> [Requirement]: From the essay on race and white privilege, reproduce word for word the part starting with "I recently read" and going on through "came for them.".
---------- Document passage ----------
Have you ever heard of white privilege?  As a white person, it can be hard to take.  However, it must be acknowledged for real racial healing to occur in our society.  For those of you who may not understand, white privilege is being born white, therefore never having to deal with being a minority.  As whites, we already have a “step up” in opportunity.  As a product of a working class family, this was difficult for me.  I didn’t always see a lot of opportunity.  However, we need only look around us at the characters on our television shows, the spectators and owners of professional sports teams, the ceo’s of businesses, the majority of people in government, especially the federal government, the majority of public servants like firefighters and policemen, to see that white people are the majority.  That is not because white people are the majority in our society.  Since white men started bringing Africans over and enslaving them, whites have not always been the majority in every area of the US.

I saw “The Help” yesterday.  It had some redeeming qualities.  It was entertaining.  There was a tone of racial reconciliation, but more for the white heroine of the film, rather than the black maids.  She could move on and pursue her dream of writing, while the maids are still stuck in Mississippi.  The acting of Viola Davis was extraordinary.  She was able to evoke some of the very real psychic pain that comes from years of being oppressed and un-free.  There was also the Hollywood fluff aspect, which was distracting.  That said, this film was adapted from a book by a white woman with a black maid.  Therefore, I wouldn’t expect a lot different.  I might point out if this was a film written by a black woman about a black woman it probably wouldn’t have been made.  I may be wrong, but show me how many films by and about black women have been made.  Yes, half a handful.

I recently read a book about the 1927 Mississippi River flooding.  Many blacks were forced to work for free, backbreaking work, to keep the levees in the lower Mississippi from breaching.  It was a vain attempt because the river management program was designed by competing white men, and doomed to fail.  Many blacks were forced to live for months on top of the levees.  Planters, who didn’t want to lose their labor force, prevented them from leaving the area even when rescue boats came for them.

I’m reading now Cane River by Lalita Tademy.  This is more realistic than ‘The Help’, in terms of the experience of African Americans.  I’ve just started it.  Tademy researched her ancestors, who came from the Lower Mississippi area.  It is the story of her foremothers, beginning with Suzette, who was a slave girl.  She was impregnated at age 12 or 13 by a friend of her master’s family, a Frenchman.  The novel speaks acutely of Suzette’s confusion and feelings.  Her work for the household began when she was 7 or 8.  Slavegirls and boys were never allowed to be children.  I have much more to read.
---------- Raw records ----------
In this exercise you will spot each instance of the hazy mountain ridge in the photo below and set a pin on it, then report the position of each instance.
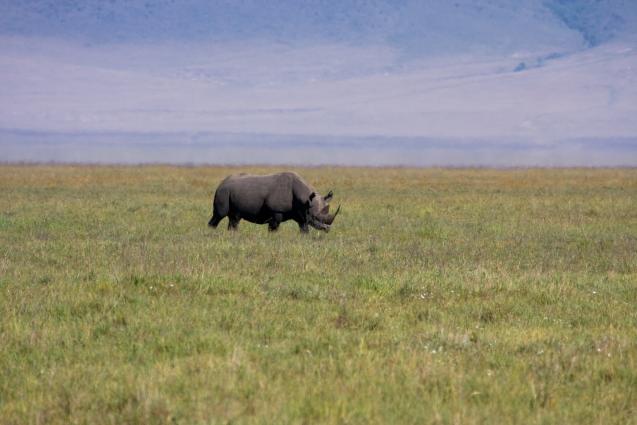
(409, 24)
----------
---------- Raw records ----------
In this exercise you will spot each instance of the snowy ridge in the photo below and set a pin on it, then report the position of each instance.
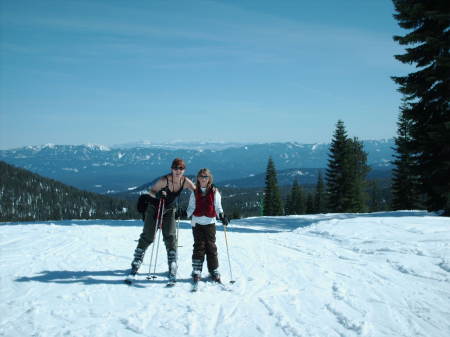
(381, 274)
----------
> [Exercise solution]:
I recently read a book about the 1927 Mississippi River flooding.  Many blacks were forced to work for free, backbreaking work, to keep the levees in the lower Mississippi from breaching.  It was a vain attempt because the river management program was designed by competing white men, and doomed to fail.  Many blacks were forced to live for months on top of the levees.  Planters, who didn’t want to lose their labor force, prevented them from leaving the area even when rescue boats came for them.